Requirement: Identify every line of the listing below that contains the string "tree", and copy each such line. Treat case as significant.

++++ Raw records

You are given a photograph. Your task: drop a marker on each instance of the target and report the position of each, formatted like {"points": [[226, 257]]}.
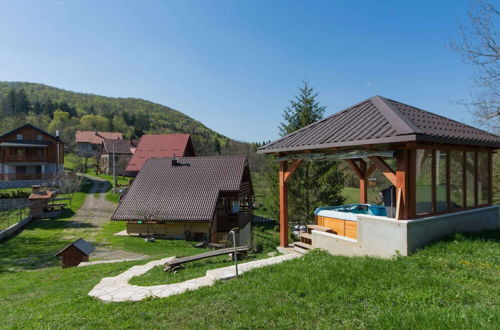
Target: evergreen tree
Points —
{"points": [[313, 184]]}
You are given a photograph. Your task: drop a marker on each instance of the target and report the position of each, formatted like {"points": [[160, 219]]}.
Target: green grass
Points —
{"points": [[453, 284], [36, 245]]}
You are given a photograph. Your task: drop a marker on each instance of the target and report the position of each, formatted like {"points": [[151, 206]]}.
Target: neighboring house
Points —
{"points": [[88, 143], [200, 198], [160, 146], [29, 153], [123, 150]]}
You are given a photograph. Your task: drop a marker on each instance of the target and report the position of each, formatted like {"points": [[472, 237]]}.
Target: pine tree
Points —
{"points": [[313, 184]]}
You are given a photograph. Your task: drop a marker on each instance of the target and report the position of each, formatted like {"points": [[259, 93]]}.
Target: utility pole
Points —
{"points": [[114, 170]]}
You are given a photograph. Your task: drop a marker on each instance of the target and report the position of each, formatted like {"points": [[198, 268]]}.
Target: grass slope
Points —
{"points": [[452, 284]]}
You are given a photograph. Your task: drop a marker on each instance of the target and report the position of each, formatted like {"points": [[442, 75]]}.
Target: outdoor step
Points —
{"points": [[320, 228]]}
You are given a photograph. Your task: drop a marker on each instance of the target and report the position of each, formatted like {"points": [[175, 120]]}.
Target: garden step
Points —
{"points": [[319, 228]]}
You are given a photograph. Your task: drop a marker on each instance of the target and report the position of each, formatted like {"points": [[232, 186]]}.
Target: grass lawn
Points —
{"points": [[451, 284]]}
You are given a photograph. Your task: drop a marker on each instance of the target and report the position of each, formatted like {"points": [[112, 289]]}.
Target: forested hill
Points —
{"points": [[52, 108]]}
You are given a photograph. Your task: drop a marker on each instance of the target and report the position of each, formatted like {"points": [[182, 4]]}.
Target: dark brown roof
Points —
{"points": [[160, 146], [184, 192], [121, 146], [381, 120]]}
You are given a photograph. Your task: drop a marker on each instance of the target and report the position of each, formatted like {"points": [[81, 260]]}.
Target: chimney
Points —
{"points": [[35, 189]]}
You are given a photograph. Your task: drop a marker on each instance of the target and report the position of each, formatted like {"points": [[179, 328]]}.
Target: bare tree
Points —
{"points": [[478, 45], [68, 184]]}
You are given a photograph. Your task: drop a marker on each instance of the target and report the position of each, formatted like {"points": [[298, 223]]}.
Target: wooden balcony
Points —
{"points": [[232, 220], [25, 176]]}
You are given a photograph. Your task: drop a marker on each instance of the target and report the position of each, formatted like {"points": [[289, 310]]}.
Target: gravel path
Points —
{"points": [[117, 288], [91, 217]]}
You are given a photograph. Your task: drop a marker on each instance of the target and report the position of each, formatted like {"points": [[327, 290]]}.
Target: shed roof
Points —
{"points": [[158, 146], [126, 146], [81, 244], [185, 192], [379, 120], [94, 137]]}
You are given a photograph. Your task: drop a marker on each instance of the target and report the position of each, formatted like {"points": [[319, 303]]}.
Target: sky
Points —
{"points": [[234, 65]]}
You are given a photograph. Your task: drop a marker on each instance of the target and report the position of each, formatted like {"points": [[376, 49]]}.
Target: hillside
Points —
{"points": [[53, 108]]}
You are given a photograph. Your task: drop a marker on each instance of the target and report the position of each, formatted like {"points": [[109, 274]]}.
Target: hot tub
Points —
{"points": [[342, 220]]}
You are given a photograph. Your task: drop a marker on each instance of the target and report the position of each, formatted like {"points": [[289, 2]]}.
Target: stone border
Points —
{"points": [[117, 288]]}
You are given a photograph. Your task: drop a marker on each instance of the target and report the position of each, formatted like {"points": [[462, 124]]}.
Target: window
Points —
{"points": [[483, 178], [456, 179], [424, 181], [441, 181], [470, 175]]}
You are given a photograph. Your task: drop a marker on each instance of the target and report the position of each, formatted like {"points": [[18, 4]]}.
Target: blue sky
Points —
{"points": [[234, 65]]}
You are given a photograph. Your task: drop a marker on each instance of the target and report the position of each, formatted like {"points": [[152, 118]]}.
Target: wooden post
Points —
{"points": [[283, 205], [402, 200], [363, 183]]}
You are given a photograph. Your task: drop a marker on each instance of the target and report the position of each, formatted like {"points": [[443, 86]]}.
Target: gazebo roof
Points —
{"points": [[379, 120]]}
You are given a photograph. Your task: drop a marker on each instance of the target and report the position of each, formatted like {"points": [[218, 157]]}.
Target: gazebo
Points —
{"points": [[440, 170]]}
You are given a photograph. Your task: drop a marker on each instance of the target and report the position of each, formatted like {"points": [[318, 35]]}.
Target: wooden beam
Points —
{"points": [[370, 170], [295, 164], [384, 168], [355, 168], [283, 205], [363, 183], [401, 185]]}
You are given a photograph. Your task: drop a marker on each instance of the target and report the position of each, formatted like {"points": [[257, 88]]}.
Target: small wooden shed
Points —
{"points": [[75, 253]]}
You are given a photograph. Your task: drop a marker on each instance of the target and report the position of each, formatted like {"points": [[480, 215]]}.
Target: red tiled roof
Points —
{"points": [[160, 146], [94, 137], [46, 194]]}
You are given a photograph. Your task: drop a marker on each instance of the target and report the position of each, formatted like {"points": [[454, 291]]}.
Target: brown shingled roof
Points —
{"points": [[160, 146], [380, 120], [185, 192], [125, 146], [94, 137]]}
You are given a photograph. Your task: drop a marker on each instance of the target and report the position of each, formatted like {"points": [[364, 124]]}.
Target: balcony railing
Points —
{"points": [[25, 176], [25, 158]]}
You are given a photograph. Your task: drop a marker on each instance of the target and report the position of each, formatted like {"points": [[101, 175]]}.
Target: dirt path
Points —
{"points": [[95, 212]]}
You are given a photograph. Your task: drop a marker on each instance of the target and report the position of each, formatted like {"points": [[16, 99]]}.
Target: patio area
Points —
{"points": [[439, 171]]}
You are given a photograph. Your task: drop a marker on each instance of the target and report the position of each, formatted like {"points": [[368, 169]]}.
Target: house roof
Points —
{"points": [[379, 120], [94, 137], [81, 244], [29, 126], [158, 146], [125, 146], [185, 192]]}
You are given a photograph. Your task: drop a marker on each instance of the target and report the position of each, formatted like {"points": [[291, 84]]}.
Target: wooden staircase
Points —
{"points": [[305, 243]]}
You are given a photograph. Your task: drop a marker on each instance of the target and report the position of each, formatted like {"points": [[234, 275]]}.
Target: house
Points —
{"points": [[29, 153], [160, 146], [440, 170], [76, 252], [123, 150], [201, 198], [88, 143]]}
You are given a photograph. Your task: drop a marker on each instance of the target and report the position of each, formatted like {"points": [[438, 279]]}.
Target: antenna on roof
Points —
{"points": [[174, 161]]}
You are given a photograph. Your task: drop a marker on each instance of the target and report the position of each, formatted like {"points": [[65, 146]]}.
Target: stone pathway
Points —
{"points": [[117, 288]]}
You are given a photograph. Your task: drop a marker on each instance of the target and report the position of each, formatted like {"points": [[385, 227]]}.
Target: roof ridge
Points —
{"points": [[400, 123], [445, 118]]}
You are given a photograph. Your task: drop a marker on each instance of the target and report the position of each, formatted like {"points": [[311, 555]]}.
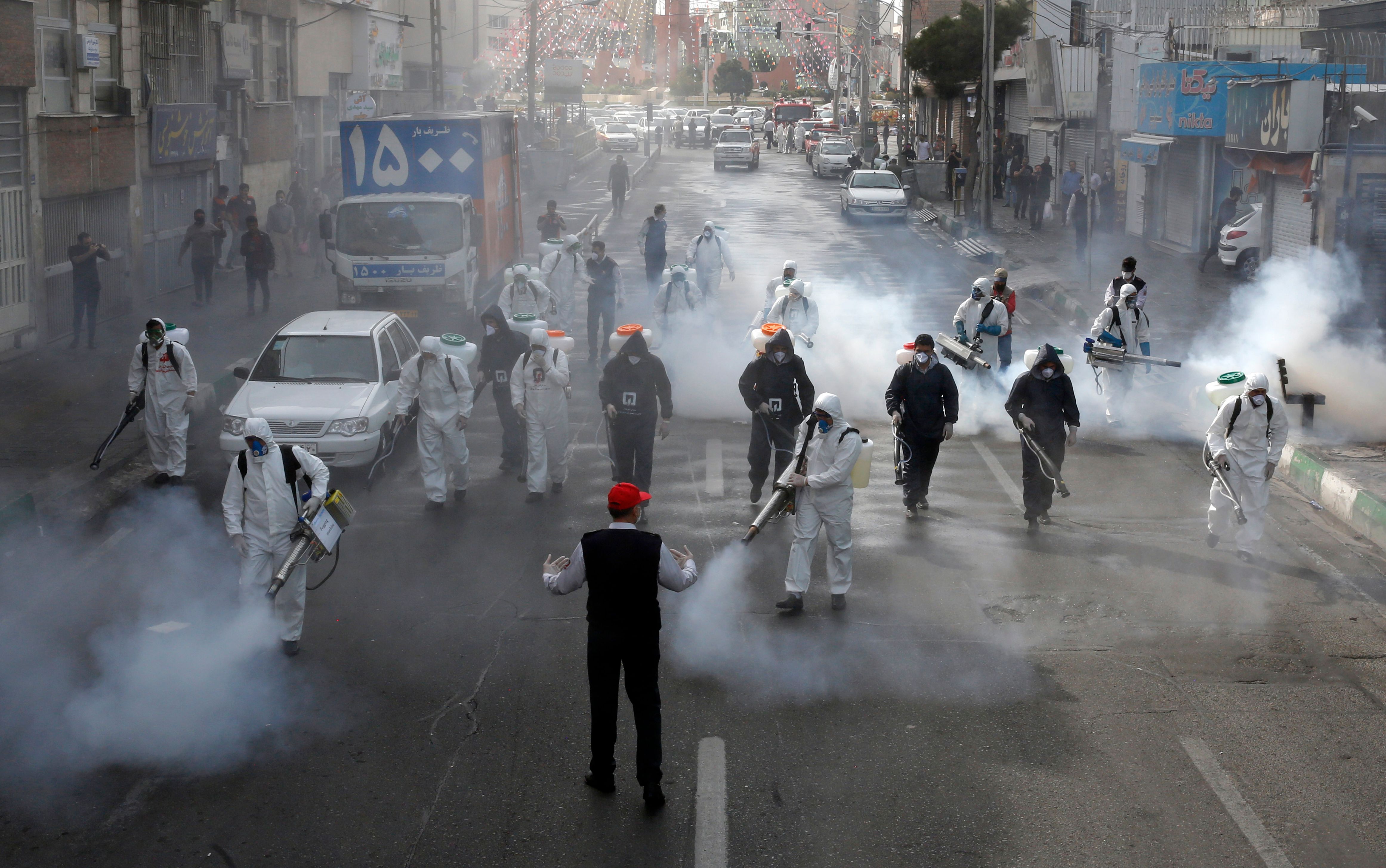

++++++++

Written response:
Target: evergreen tree
Target: pine tree
Target: bare tree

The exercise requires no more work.